» WORK TO COMPLETE:
1. Please rewrite the paragraph beginning "Having pawned my crystal-ball" in the passage below in fewer words, keeping its main facts.
2. According to the passage below, what did Sir Wesley Snipes once remark?

» TEXT SEGMENT:
--
Discussing actual treatment options as opposed to which flavour of euthanasia you are partial to was as refreshing as it was educational; on the rare occasion one has the opportunity to liaise with a human being this must be seized upon like so many disputed territories.
Living “Day-by-Day”
is no longer the domain of John Rambo or his countless victims (both
eviscerated by gunfire and failing stocks), but rather this is a spike I shall
mount with every available orifice and I shall continue to fellate the unwary
before the stubble on my liars' chin reveals either my gender or species, undeniably before the food stamps are plucked from my tentacles in the hopes of
raising suitable funds for both your fashion tastes and the uppers you require.
Having pawned
my crystal-ball for a new set of spinning hubcaps I cannot foretell what the inevitably
apocalyptic future holds, but please know this – I love you, I cherish you, and I
will do everything possible for you until I am beaten to fluff by creditors and
placed in an iron-lung without a lavatory or 5.1 surround.
As Sir
Wesley Snipes once remarked before delivering yet another ax-kick to the face
of decency and PG-13 syndication, “Always bet on black”.
Absolutely beautiful. Thank you for sharing your words.
--
» GIVEN DATA:
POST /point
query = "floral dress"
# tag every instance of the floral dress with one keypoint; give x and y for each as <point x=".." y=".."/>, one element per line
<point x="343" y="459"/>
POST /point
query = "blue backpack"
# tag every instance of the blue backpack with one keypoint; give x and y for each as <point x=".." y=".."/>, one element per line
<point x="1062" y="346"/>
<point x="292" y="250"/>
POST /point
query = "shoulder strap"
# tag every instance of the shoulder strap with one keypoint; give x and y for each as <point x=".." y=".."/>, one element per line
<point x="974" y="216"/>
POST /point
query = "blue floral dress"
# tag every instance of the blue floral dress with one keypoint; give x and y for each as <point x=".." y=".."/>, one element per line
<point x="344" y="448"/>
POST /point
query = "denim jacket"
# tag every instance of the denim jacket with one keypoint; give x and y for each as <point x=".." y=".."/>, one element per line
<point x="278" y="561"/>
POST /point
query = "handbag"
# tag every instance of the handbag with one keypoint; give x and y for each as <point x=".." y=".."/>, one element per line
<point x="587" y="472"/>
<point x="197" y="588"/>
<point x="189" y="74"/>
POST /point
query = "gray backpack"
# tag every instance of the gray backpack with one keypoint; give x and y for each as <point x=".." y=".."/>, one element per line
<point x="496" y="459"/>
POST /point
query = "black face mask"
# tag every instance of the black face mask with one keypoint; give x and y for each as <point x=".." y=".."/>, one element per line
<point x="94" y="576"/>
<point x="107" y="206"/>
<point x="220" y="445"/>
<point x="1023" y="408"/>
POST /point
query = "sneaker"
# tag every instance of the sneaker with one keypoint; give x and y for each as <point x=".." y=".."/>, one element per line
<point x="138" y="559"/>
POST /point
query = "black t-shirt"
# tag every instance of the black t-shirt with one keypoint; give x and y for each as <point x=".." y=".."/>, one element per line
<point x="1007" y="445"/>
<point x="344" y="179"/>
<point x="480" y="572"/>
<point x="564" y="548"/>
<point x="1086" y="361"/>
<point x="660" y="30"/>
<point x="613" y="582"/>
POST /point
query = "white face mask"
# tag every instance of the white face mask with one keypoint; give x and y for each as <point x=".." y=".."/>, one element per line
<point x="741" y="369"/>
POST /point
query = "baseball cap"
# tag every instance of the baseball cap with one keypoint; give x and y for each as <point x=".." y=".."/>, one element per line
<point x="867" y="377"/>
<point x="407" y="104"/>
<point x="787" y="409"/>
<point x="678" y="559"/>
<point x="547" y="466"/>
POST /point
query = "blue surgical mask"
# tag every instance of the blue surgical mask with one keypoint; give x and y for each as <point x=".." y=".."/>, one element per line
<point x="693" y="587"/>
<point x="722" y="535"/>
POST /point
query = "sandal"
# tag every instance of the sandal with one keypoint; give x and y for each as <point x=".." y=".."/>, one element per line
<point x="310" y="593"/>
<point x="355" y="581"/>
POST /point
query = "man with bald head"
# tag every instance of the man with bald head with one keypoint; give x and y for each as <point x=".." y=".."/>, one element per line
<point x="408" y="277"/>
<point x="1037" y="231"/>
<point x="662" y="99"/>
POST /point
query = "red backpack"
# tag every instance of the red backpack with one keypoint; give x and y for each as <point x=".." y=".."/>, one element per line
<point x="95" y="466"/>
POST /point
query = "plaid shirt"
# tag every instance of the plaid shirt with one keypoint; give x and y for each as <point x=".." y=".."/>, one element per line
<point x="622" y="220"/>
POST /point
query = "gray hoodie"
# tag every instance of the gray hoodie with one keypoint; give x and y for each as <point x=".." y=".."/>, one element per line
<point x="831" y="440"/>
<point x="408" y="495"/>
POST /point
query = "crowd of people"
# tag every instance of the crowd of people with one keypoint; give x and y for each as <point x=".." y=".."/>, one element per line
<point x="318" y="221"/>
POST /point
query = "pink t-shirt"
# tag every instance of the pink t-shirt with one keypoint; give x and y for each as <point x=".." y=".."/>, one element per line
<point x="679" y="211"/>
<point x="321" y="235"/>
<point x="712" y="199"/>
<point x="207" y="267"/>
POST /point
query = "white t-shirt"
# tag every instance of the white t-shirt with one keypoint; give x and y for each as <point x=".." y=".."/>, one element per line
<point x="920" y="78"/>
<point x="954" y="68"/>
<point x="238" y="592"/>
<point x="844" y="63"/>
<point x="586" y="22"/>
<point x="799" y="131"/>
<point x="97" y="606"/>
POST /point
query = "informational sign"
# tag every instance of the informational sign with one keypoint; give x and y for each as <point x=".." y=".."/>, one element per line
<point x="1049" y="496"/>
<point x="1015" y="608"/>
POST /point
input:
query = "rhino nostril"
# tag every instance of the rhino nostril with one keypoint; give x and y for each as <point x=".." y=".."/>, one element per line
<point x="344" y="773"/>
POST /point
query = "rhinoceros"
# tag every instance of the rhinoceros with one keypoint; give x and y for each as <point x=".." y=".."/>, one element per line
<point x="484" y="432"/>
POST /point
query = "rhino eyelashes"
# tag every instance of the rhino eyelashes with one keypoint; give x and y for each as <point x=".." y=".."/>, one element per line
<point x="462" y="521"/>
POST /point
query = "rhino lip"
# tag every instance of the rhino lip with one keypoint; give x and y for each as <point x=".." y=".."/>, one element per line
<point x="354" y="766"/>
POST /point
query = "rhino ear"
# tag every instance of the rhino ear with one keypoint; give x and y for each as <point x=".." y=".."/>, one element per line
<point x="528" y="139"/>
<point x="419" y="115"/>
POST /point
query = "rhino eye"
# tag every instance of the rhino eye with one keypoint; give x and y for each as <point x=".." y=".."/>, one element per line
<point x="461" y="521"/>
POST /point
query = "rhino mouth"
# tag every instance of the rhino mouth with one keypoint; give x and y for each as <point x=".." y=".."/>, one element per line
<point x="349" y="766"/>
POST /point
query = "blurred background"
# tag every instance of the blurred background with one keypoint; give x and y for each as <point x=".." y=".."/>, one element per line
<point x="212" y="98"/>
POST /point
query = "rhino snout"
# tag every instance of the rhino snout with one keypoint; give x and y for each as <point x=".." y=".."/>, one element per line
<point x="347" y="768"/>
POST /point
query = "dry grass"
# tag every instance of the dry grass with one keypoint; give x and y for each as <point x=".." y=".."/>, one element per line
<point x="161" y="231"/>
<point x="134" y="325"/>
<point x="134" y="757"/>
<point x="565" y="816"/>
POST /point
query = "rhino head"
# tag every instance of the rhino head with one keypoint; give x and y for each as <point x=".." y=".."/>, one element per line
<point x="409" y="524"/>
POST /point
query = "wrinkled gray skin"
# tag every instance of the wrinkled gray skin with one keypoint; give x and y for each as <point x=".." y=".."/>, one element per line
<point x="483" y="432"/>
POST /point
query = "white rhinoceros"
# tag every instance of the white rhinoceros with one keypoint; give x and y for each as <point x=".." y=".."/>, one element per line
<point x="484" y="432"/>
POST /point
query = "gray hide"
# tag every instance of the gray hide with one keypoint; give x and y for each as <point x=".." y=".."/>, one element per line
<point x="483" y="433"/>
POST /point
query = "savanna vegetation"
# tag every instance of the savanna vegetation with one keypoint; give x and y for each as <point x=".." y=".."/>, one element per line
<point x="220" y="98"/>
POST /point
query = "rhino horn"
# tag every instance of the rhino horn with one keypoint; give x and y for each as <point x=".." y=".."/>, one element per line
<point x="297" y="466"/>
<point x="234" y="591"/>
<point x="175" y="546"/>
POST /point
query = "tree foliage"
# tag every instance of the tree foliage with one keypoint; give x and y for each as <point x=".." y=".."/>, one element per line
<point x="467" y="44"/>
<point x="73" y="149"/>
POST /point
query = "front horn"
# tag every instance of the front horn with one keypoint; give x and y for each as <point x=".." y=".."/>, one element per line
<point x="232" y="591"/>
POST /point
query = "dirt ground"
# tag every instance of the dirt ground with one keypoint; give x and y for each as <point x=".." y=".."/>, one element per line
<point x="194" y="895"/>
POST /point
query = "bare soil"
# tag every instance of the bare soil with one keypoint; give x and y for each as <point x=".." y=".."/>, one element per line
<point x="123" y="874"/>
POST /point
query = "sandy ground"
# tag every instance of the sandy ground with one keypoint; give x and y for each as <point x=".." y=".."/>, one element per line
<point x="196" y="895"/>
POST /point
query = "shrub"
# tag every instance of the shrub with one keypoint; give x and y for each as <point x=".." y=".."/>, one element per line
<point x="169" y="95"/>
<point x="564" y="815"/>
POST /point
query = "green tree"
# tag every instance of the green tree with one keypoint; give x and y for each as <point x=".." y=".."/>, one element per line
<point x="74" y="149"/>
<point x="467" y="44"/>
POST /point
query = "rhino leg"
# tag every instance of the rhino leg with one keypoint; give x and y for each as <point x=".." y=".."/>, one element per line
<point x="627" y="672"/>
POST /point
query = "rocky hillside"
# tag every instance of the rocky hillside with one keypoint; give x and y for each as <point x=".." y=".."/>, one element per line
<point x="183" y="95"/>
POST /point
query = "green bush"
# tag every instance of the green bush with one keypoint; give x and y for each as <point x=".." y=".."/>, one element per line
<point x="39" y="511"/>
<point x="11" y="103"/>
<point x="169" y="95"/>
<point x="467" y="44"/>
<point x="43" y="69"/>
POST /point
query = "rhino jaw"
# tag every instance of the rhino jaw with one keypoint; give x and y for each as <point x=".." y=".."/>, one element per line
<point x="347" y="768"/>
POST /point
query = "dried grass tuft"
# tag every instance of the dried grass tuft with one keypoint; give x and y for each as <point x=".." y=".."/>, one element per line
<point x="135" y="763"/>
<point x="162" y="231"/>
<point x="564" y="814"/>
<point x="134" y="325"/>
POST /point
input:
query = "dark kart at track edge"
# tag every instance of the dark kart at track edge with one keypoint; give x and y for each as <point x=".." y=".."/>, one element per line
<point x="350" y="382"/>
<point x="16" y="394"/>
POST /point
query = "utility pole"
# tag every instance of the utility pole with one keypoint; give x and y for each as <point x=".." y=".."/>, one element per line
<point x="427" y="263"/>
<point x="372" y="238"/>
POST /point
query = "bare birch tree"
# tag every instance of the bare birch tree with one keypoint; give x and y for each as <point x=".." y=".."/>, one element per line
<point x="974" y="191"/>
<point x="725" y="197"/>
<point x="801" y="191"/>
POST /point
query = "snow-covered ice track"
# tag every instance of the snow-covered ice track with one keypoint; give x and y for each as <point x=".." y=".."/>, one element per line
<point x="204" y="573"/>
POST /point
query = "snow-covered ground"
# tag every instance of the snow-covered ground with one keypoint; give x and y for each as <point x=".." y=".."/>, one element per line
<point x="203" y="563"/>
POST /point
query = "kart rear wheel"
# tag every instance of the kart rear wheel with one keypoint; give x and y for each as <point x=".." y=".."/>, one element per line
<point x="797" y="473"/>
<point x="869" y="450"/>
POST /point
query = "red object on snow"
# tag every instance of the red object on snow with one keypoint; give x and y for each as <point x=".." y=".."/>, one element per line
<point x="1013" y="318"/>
--
» ANSWERS TO EACH TASK:
1. After trading the crystal ball for new spinning hubcaps, the writer can't predict the apocalyptic future. Still, the writer loves and cherishes the reader and will do everything possible for them until creditors beat the writer to fluff and put the writer in an iron lung with no lavatory or 5.1 surround.

2. "Always bet on black."